» **Work instruction**
Continue the note on the RBI's monetary policy measures from its last sentence.

Start of Source document

We believe that widening the definition of priority sector lending norms is likely to help private banks to meet priority sector targets to some extent.
· Un-hedged portion of the foreign currency exposure of corporate - In order to address the risks on account of un-hedged forex exposure of corporates, it is proposed to:
1. Increase the risk weight and provisioning requirement on banks’ exposures to corporates on account of the corporates’ un-hedged forex exposure positions.
Detailed guidelines will be issued by end-June 2013.
· Speedier branch expansion in unbanked rural centres - To facilitate speedier branch expansion in unbanked rural centres for ensuring seamless roll out of the DBT Scheme of the Government of India, banks are advised to:
1. Front-load the opening of branches in unbanked rural centres over a 3 year cycle co-terminus with the FIP. Credit will be given for branches opened in unbanked rural centres in excess of 25% in a year which will be carried forward to the subsequent year of the FIP.
Detailed guidelines will be issued by end-June 2013.
· Import of Gold - With a view to reducing the demand for gold for domestic use, it is proposed to:
1. Restrict the import of gold on consignment basis by banks only to meet the genuine needs of exporters of gold jewellery.
Detailed guidelines will be issued by end-May 2013.
Our Take
In line with the market expectations, the RBI has cut the Repo rate by 25 bps from 7.5% to 7.25% of NDTL with immediate effect. However, the cash reserve ratio (CRR) of scheduled banks has been retained unchanged at 4.0% as against the expectation of 25 bps cut. Commenting on managing liquidity going forward the RBI said – “The Reserve Bank will endeavour to actively and appropriately manage liquidity to ensure adequate credit flow to the productive sectors of the economy and to reinforce monetary transmission consistent with the growth-inflation balance”.

End of Source document
Start of Stored data

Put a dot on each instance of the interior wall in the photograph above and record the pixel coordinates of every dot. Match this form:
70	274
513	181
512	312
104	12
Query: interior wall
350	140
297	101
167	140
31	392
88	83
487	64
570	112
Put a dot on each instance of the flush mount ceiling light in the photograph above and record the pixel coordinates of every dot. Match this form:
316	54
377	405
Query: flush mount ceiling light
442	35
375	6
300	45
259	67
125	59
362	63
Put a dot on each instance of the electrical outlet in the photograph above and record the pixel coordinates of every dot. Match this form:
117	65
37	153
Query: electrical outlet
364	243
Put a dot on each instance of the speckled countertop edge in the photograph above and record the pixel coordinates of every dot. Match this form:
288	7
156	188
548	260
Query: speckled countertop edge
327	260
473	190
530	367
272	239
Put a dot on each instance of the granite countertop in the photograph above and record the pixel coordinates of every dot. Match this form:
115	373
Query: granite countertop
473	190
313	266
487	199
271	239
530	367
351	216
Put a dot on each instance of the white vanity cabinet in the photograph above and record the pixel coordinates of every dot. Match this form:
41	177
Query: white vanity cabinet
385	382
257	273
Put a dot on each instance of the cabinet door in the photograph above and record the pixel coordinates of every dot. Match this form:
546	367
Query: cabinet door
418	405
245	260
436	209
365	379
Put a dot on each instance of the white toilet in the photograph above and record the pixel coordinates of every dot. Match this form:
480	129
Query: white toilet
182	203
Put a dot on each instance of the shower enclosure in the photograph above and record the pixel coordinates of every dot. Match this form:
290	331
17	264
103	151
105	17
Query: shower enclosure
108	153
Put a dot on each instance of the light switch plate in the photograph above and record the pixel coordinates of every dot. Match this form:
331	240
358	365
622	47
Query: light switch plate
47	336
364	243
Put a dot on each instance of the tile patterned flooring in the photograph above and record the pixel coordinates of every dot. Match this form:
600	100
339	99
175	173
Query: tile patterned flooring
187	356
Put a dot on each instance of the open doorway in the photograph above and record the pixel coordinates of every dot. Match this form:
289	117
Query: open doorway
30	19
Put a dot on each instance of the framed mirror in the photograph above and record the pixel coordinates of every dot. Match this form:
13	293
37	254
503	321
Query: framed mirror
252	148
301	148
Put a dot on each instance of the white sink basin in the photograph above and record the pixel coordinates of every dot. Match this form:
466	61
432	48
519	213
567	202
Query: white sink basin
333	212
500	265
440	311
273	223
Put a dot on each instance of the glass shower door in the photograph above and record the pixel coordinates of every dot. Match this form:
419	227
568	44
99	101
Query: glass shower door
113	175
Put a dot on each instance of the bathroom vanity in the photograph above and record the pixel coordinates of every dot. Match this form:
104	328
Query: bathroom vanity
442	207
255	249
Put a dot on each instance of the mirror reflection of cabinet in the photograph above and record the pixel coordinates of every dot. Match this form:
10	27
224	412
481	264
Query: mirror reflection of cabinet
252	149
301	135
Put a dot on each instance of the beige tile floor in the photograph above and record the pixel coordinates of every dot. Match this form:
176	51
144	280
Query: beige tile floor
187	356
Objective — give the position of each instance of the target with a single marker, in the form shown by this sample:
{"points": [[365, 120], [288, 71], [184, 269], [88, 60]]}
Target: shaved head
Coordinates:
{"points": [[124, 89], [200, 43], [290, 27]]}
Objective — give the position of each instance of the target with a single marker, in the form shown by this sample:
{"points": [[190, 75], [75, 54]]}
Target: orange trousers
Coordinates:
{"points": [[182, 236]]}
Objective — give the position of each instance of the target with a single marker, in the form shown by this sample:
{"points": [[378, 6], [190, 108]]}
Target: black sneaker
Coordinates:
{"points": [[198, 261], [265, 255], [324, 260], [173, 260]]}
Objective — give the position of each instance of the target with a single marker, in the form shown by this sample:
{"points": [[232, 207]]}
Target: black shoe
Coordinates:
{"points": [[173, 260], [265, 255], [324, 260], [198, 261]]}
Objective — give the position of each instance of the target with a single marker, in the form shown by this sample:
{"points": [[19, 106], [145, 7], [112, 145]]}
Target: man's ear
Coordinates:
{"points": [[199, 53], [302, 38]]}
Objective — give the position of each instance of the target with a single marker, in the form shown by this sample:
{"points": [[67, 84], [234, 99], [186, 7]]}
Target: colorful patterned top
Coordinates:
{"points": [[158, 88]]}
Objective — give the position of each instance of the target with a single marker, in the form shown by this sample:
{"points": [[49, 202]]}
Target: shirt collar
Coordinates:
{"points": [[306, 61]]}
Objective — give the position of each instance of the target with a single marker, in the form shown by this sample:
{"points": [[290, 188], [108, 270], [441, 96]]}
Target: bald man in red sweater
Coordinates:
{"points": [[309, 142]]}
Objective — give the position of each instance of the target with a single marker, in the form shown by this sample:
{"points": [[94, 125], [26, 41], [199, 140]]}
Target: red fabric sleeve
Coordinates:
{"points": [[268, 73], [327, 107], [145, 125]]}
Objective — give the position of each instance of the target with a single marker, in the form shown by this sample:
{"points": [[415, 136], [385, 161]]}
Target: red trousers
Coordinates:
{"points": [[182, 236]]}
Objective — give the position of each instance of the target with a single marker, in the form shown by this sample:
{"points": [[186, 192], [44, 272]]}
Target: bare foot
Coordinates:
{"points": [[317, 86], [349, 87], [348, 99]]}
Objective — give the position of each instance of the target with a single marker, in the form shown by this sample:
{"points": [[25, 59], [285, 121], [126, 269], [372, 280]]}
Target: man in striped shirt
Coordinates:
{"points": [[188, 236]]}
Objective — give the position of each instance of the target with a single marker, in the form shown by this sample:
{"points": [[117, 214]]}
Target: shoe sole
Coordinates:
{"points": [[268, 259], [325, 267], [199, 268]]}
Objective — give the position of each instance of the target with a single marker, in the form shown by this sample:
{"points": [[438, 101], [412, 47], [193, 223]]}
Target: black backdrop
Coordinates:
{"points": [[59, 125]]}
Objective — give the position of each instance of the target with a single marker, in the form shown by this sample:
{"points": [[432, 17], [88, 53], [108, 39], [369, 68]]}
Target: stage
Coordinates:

End of Stored data

» **Answer section**
Commenting on guidance the RBI said – Recent monetary policy action, by itself, cannot revive growth. It needs to be supplemented by efforts towards easing the supply bottlenecks, improving governance and stepping up public investment, alongside continuing commitment to fiscal consolidation. With upside risks to inflation still significant in the near term in view of sectoral demand supply imbalances, ongoing correction in administered prices and pressures stemming from MSP increases, monetary policy cannot afford to lower its guard against the possibility of resurgence of inflation pressures. Monetary policy will also have to remain alert to the risks on account of the CAD and its financing, which could warrant a swift reversal of the policy stance. Overall, the balance of risks stemming from the Reserve Bank’s assessment of the growth-inflation dynamic yields little space for further monetary easing.
Overall we believe, the policy action by the RBI to be neutral-to-negative for the markets. Expectations of a CRR cut was built up in the market, leading to an immediate disappointment. Besides this, the RBI’s guidance for limited space for further monetary easing further disappointed the markets. It warned that the risk of inflationary pressure persists despite a recent sharp decline in WPI inflation, and said a high current account deficit poses the biggest risk to the Indian economy. From equity market perspective, we advise investors to continue to stick to (1) sectors with visibility on growth – consumption and pharma, (2) interest rate sensitives like banking and auto, and (3) reform led sectors like oil & gas and media.